▶ **展示原文**:
════════════════════
力扣挑战赛第15天-No.86分隔链表

题目描述

给你一个链表的头节点 head 和一个特定值 x ，请你对链表进行分隔，使得所有 小于 x 的节点都出现在 大于或等于 x 的节点之前。

你应当 保留 两个分区中每个节点的初始相对位置。

示例：

输入：head = [1,4,3,2,5,2], x = 3
输出：[1,2,2,4,3,5]

输入：head = [2,1], x = 2
输出：[1,2]

注意：

链表中节点的数目在范围 [0, 200] 内
-100 <= Node.val <= 100
-200 <= x <= 200

解法一

模拟

/**
 * Definition for singly-linked list.
 * function ListNode(val, next) {
 *     this.val = (val===undefined ? 0 : val)
 *     this.next = (next===undefined ? null : next)
 * }
 */
/**
 * @param {ListNode} head
 * @param {number} x
 * @return {ListNode}
 */
let partition = function(head, x) {
  let smallHead = new ListNode();
  let largeHead = new ListNode();
  let small = smallHead;
  let large = largeHead;
  while (head) {
    if (head.val < x) {
      small.next = head;
      small = small.next;
    } else {
      large.next = head;
      large = large.next;
    }
    head = head.next;
  }
  large.next = null;
  small.next = largeHead.next;
  return smallHead.next;
};

解法二

双指针

/**
 * Definition for singly-linked list.
════════════════════
▶ **待研究数据**:
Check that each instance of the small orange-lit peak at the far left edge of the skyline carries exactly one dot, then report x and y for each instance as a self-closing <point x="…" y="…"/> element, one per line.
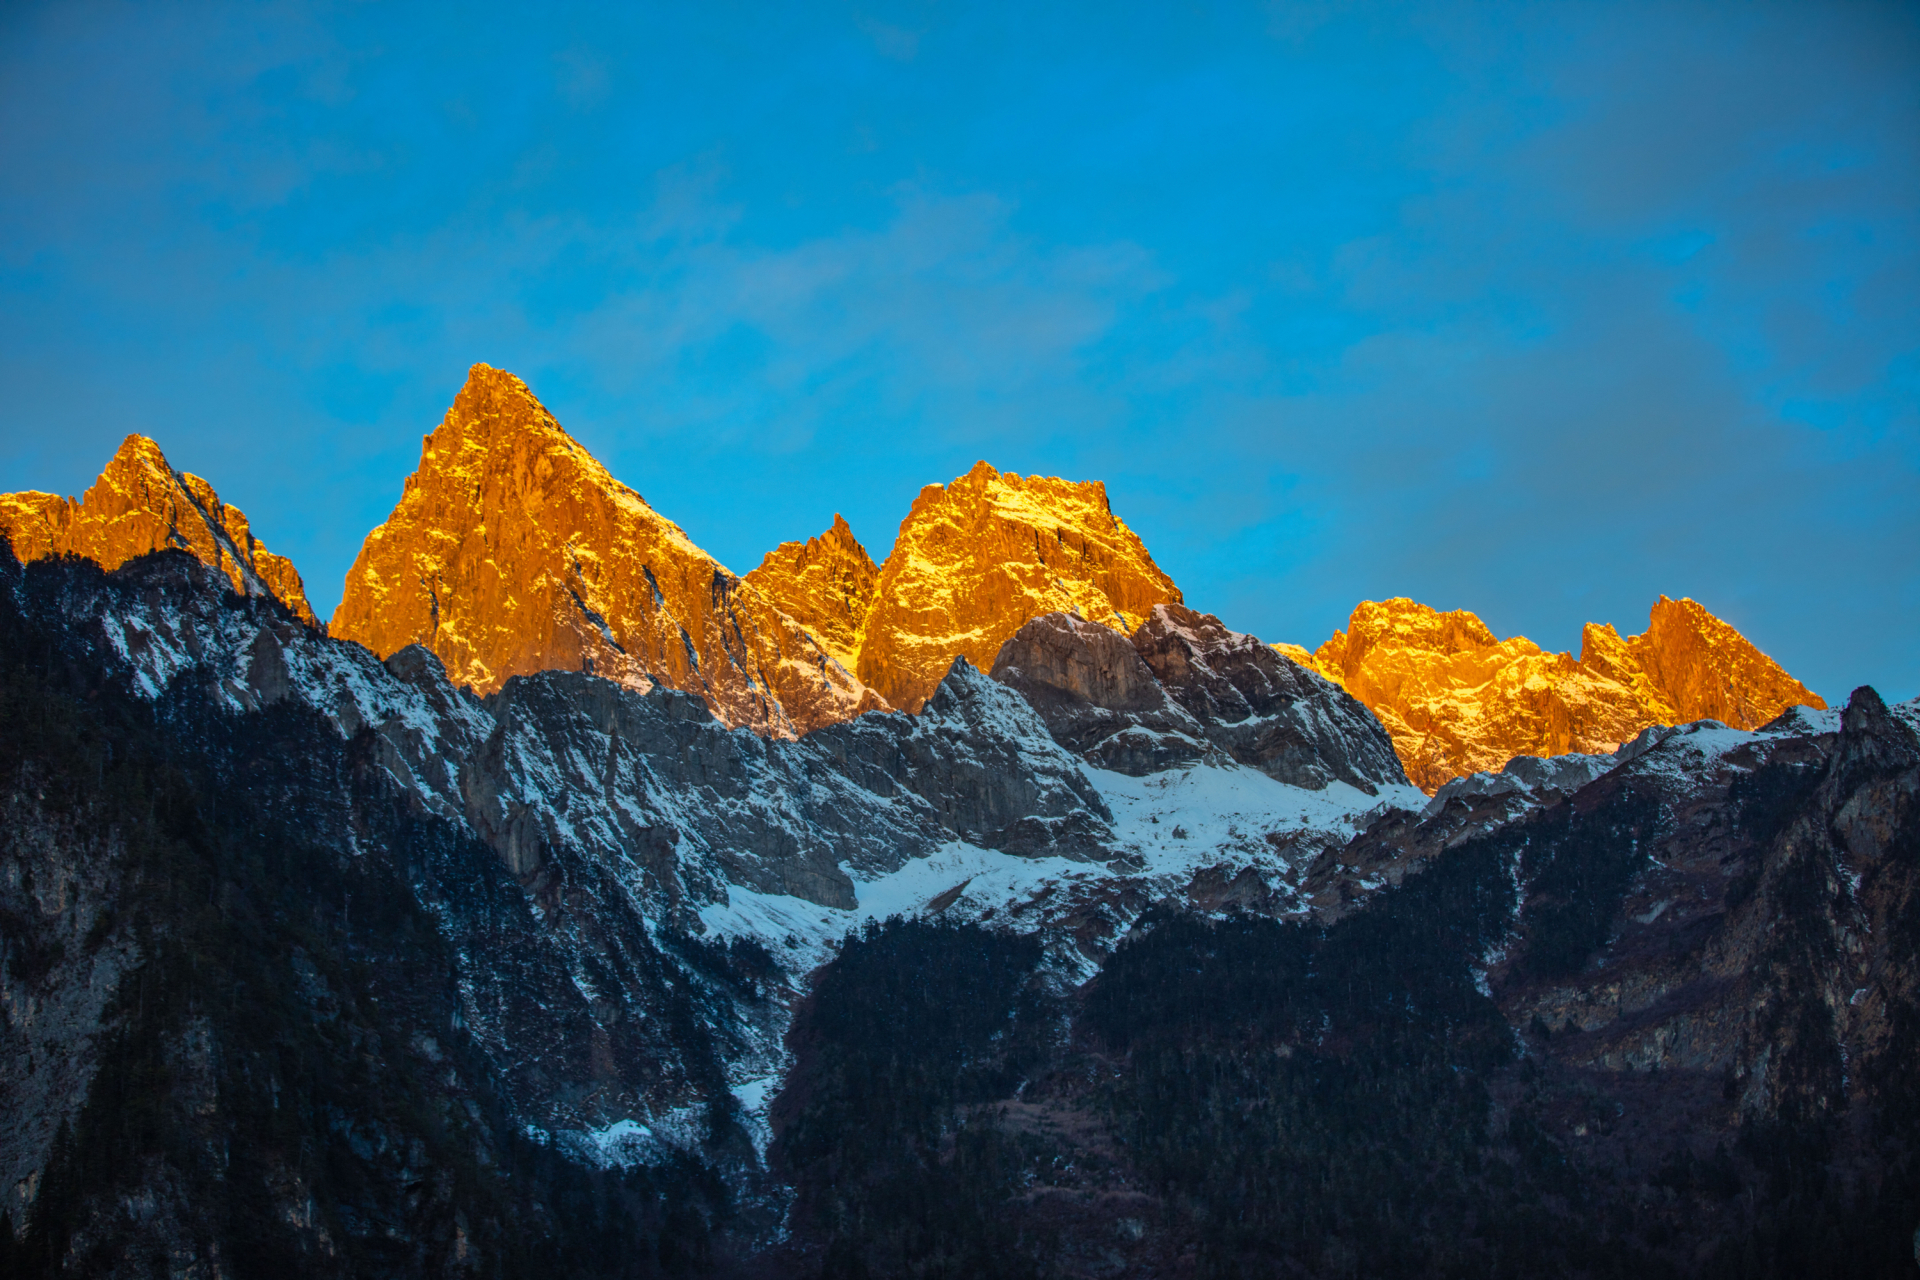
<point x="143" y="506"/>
════════════════════
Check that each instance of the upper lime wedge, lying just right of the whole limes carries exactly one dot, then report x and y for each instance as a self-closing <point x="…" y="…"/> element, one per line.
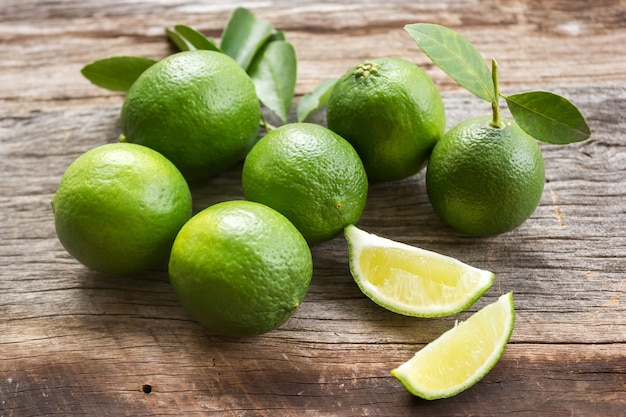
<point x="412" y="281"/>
════════════════════
▶ **任务列表**:
1. 根据关于分隔链表的原文，回答下列问题：
(a) 第一个示例中 x 的值是多少？
(b) 注意部分给出的节点值 Node.val 的取值范围是什么？
(c) 解法二采用的是什么方法？
2. 改写关于分隔链表的原文中从"链表中节点的数目在范围 [0, 200]"到"(val===undefined ? 0 : val)"的这一段，把其中的"数目"换成"个数"。

▶ **任务答案**:
1.
(a) x 的值是 3。
(b) 节点值的取值范围是 -100 <= Node.val <= 100。
(c) 解法二采用双指针方法。

2.
链表中节点的个数在范围 [0, 200] 内
-100 <= Node.val <= 100
-200 <= x <= 200

解法一

模拟

/**
 * Definition for singly-linked list.
 * function ListNode(val, next) {
 *     this.val = (val===undefined ? 0 : val)